--- start of Data shown ---
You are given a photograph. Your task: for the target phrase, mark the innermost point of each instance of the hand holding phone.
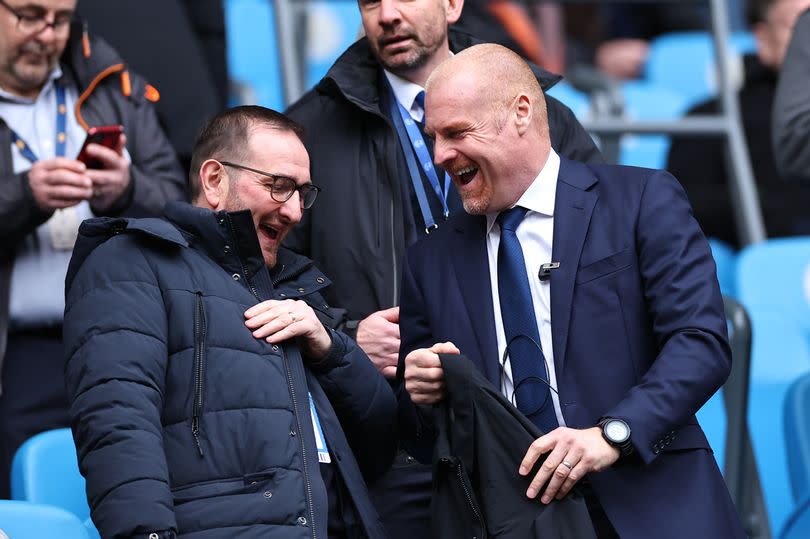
(105, 135)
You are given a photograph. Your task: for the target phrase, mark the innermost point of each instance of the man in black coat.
(700, 163)
(377, 200)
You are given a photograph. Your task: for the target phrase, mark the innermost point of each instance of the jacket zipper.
(307, 481)
(470, 500)
(199, 370)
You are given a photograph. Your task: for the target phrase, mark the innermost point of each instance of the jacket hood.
(355, 73)
(228, 238)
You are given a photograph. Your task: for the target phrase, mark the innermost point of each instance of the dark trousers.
(34, 397)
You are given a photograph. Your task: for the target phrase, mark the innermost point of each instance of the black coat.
(184, 421)
(359, 229)
(477, 491)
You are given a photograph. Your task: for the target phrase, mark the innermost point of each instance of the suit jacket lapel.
(471, 267)
(573, 208)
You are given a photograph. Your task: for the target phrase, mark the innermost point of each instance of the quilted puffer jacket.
(184, 423)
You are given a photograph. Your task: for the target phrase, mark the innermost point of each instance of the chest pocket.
(606, 266)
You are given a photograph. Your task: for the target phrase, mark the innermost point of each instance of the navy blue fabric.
(526, 357)
(156, 343)
(638, 333)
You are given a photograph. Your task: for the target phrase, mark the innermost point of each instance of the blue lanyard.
(408, 132)
(61, 124)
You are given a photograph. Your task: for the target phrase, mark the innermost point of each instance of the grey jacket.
(791, 108)
(155, 173)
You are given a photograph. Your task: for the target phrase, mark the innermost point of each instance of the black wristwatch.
(616, 432)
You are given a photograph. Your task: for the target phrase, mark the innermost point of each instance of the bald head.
(496, 75)
(487, 115)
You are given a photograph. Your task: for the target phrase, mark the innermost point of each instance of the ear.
(214, 184)
(453, 10)
(523, 113)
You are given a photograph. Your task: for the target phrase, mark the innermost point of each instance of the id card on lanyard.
(320, 440)
(413, 146)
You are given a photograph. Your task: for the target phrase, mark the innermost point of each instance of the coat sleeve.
(791, 108)
(115, 337)
(686, 312)
(568, 137)
(363, 401)
(415, 426)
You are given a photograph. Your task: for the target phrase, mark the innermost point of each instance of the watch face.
(617, 431)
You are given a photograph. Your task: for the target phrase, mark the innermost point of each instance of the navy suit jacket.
(638, 331)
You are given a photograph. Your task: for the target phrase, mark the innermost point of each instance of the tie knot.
(420, 99)
(510, 219)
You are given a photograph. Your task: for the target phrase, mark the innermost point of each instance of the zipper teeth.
(199, 362)
(307, 481)
(241, 262)
(470, 500)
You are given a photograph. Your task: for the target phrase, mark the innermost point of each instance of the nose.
(293, 209)
(442, 151)
(389, 12)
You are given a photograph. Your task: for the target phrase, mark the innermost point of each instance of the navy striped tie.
(529, 373)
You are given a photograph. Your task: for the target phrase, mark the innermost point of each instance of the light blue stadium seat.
(253, 57)
(776, 274)
(725, 257)
(684, 62)
(797, 436)
(646, 101)
(797, 525)
(773, 282)
(26, 520)
(45, 471)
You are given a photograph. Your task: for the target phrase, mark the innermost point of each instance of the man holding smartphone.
(55, 85)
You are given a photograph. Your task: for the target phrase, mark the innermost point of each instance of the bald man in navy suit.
(625, 316)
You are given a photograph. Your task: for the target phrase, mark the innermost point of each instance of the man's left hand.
(572, 454)
(112, 178)
(277, 321)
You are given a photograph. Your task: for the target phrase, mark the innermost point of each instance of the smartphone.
(106, 135)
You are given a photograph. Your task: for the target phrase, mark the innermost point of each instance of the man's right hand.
(59, 183)
(378, 336)
(424, 377)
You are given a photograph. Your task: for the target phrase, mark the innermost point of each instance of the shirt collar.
(55, 75)
(540, 195)
(405, 92)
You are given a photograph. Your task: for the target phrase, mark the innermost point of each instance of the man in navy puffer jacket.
(209, 398)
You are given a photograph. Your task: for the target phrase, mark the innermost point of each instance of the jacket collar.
(356, 75)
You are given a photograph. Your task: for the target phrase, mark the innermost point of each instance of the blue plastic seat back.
(685, 62)
(25, 520)
(779, 355)
(45, 471)
(649, 101)
(725, 258)
(776, 274)
(798, 524)
(797, 436)
(253, 57)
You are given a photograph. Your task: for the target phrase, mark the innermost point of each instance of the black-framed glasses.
(32, 20)
(281, 187)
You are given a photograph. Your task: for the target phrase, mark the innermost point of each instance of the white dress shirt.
(535, 233)
(406, 91)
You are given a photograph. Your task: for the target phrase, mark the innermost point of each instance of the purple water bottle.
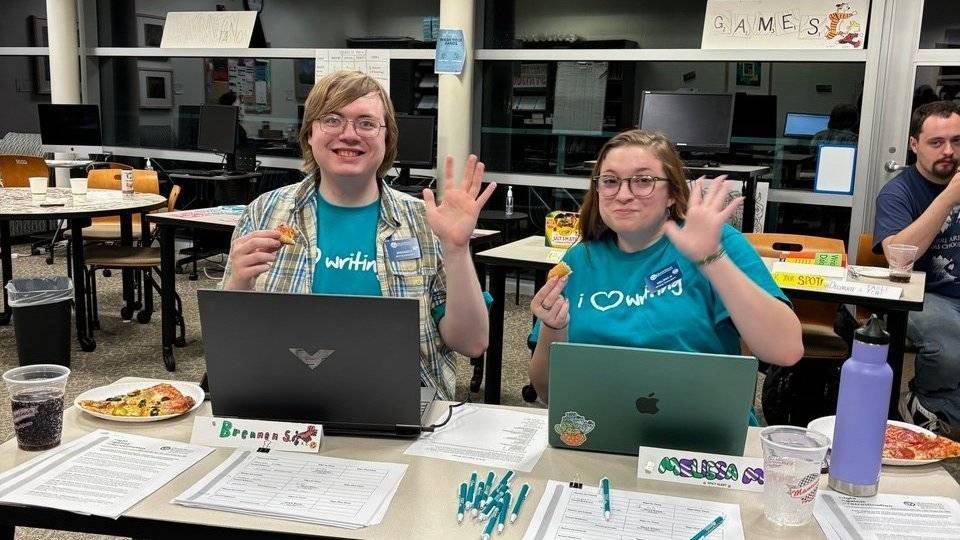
(865, 382)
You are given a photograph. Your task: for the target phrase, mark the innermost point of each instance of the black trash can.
(41, 319)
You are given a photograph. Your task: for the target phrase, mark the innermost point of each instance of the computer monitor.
(804, 125)
(218, 131)
(414, 143)
(70, 128)
(755, 116)
(694, 122)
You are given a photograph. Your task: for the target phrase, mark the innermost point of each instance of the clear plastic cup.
(792, 460)
(901, 257)
(38, 185)
(36, 395)
(78, 186)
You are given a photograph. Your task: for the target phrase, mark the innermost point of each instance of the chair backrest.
(16, 169)
(865, 254)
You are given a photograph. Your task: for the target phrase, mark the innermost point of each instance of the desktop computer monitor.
(218, 131)
(803, 125)
(414, 143)
(70, 128)
(755, 116)
(694, 122)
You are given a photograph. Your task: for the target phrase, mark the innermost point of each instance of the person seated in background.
(638, 220)
(921, 207)
(342, 211)
(843, 120)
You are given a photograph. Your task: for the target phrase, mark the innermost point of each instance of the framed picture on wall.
(149, 30)
(41, 64)
(156, 89)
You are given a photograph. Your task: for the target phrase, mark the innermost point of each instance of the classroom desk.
(531, 253)
(425, 503)
(217, 219)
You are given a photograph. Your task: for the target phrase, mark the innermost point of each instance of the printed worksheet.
(300, 487)
(570, 513)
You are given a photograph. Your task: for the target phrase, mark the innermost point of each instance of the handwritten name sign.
(697, 468)
(208, 29)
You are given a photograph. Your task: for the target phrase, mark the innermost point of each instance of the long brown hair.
(335, 91)
(592, 226)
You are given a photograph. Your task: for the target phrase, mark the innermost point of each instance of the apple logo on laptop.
(648, 405)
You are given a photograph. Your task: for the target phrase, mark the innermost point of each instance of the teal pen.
(605, 493)
(461, 501)
(470, 488)
(708, 529)
(502, 513)
(488, 530)
(520, 498)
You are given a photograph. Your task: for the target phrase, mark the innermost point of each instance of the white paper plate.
(825, 425)
(103, 392)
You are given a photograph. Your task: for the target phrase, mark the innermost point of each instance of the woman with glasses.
(658, 267)
(356, 236)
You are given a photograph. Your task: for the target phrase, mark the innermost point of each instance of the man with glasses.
(356, 236)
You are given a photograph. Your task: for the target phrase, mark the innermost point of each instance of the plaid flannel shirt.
(401, 217)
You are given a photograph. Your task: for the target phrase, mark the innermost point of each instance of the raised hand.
(454, 219)
(706, 213)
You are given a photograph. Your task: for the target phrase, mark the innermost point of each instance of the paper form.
(887, 516)
(300, 487)
(102, 474)
(571, 513)
(487, 436)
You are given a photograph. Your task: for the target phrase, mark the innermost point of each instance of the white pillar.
(455, 108)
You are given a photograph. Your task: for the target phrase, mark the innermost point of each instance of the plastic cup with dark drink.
(36, 395)
(901, 257)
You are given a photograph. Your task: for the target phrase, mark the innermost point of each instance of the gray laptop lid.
(616, 399)
(348, 362)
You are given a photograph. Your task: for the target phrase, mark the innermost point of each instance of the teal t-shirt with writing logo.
(346, 249)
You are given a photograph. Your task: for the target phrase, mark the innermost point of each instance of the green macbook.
(616, 399)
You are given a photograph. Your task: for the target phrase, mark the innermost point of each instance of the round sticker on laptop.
(573, 428)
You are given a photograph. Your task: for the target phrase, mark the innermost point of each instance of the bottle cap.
(872, 332)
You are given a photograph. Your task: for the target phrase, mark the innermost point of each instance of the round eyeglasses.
(641, 185)
(365, 127)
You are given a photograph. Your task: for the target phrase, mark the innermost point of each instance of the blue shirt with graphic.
(611, 303)
(900, 203)
(346, 249)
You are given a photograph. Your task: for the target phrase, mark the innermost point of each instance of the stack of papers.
(102, 473)
(299, 487)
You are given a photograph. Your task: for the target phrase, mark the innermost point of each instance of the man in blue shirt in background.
(920, 207)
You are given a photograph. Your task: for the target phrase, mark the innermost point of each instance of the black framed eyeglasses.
(365, 127)
(641, 185)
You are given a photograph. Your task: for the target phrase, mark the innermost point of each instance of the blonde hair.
(335, 91)
(592, 226)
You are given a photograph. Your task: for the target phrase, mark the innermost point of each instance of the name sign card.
(700, 469)
(241, 433)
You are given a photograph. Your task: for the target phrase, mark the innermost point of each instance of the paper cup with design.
(792, 460)
(901, 257)
(36, 394)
--- end of Data shown ---
_Exercise directions_
Retype the records word for word, beginning at the line that contains "cup with design." and continuing through the last line of the records.

_Response to the task_
You are given a photograph. Your task: for the target phrase, mark the innermost point of each instance of the paper cup with design.
(792, 460)
(901, 257)
(36, 394)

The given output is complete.